#### Task item:
Once you find the line with "find chimney" in the entries below, return exactly every line from it through the line with "find ground floor window".

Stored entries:
[Start of Attachment]
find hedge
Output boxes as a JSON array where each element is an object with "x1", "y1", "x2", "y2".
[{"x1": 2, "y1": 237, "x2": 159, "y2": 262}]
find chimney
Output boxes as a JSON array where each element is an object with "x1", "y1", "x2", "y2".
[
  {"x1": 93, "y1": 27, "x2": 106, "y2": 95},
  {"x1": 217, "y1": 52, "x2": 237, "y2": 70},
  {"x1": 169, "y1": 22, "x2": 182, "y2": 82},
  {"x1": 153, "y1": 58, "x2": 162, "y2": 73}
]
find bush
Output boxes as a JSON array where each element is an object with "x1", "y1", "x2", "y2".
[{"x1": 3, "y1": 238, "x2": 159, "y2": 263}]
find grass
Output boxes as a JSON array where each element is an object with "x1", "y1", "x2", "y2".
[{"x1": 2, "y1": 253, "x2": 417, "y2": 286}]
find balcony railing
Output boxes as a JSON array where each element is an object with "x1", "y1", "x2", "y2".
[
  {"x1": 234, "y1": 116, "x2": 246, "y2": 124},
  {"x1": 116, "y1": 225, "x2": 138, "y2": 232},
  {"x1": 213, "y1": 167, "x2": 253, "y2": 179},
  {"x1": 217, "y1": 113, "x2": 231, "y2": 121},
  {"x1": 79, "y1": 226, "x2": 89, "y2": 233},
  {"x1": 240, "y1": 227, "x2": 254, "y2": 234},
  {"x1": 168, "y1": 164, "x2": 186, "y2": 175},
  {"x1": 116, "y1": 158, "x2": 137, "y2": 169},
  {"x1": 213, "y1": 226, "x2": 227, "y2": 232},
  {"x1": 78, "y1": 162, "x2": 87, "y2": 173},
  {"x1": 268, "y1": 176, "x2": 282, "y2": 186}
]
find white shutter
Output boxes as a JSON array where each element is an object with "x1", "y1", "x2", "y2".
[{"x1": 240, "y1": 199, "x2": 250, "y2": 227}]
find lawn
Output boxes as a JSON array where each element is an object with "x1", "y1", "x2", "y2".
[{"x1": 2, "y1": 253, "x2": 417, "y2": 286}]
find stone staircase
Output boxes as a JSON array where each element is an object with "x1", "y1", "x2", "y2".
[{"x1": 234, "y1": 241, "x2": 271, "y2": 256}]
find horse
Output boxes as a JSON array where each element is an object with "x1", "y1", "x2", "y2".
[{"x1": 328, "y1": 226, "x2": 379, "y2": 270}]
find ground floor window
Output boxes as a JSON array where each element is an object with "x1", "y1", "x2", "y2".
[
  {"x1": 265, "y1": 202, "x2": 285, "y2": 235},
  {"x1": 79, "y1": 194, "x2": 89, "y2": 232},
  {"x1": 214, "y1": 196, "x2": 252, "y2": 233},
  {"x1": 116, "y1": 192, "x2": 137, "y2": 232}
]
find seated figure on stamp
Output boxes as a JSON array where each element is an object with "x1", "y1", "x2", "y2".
[End of Attachment]
#### Written response:
find chimney
Output boxes as a JSON array where each element is an object with "x1", "y1", "x2", "y2".
[
  {"x1": 93, "y1": 27, "x2": 106, "y2": 95},
  {"x1": 217, "y1": 52, "x2": 237, "y2": 70},
  {"x1": 169, "y1": 22, "x2": 182, "y2": 82},
  {"x1": 153, "y1": 58, "x2": 162, "y2": 73}
]
find bush
Output boxes as a JSON array where each element is an object with "x1", "y1", "x2", "y2".
[{"x1": 3, "y1": 238, "x2": 159, "y2": 263}]
find grass
Output boxes as a JSON array where each element is an object with "x1", "y1", "x2", "y2".
[{"x1": 2, "y1": 253, "x2": 417, "y2": 286}]
find balcony railing
Output boxes as a JSON array where each element is an object with "x1", "y1", "x2", "y2".
[
  {"x1": 234, "y1": 116, "x2": 246, "y2": 124},
  {"x1": 116, "y1": 225, "x2": 138, "y2": 232},
  {"x1": 213, "y1": 167, "x2": 253, "y2": 179},
  {"x1": 217, "y1": 113, "x2": 231, "y2": 121},
  {"x1": 79, "y1": 226, "x2": 89, "y2": 233},
  {"x1": 240, "y1": 227, "x2": 254, "y2": 234},
  {"x1": 168, "y1": 164, "x2": 186, "y2": 175},
  {"x1": 116, "y1": 158, "x2": 137, "y2": 169},
  {"x1": 213, "y1": 226, "x2": 227, "y2": 232},
  {"x1": 78, "y1": 162, "x2": 87, "y2": 173},
  {"x1": 268, "y1": 176, "x2": 282, "y2": 186}
]
find white shutter
Output boxes as a JSON array where each element is an object with "x1", "y1", "x2", "y2".
[{"x1": 240, "y1": 199, "x2": 250, "y2": 227}]
find lawn
Output boxes as a JSON array where each element is an object with "x1", "y1", "x2", "y2".
[{"x1": 2, "y1": 253, "x2": 417, "y2": 286}]
find stone staircase
Output boxes as a JSON array where each element is an object with "x1", "y1", "x2", "y2".
[{"x1": 234, "y1": 241, "x2": 271, "y2": 256}]
find horse
Output boxes as a JSON array where each element is an object with "x1", "y1", "x2", "y2".
[{"x1": 328, "y1": 226, "x2": 379, "y2": 270}]
find ground floor window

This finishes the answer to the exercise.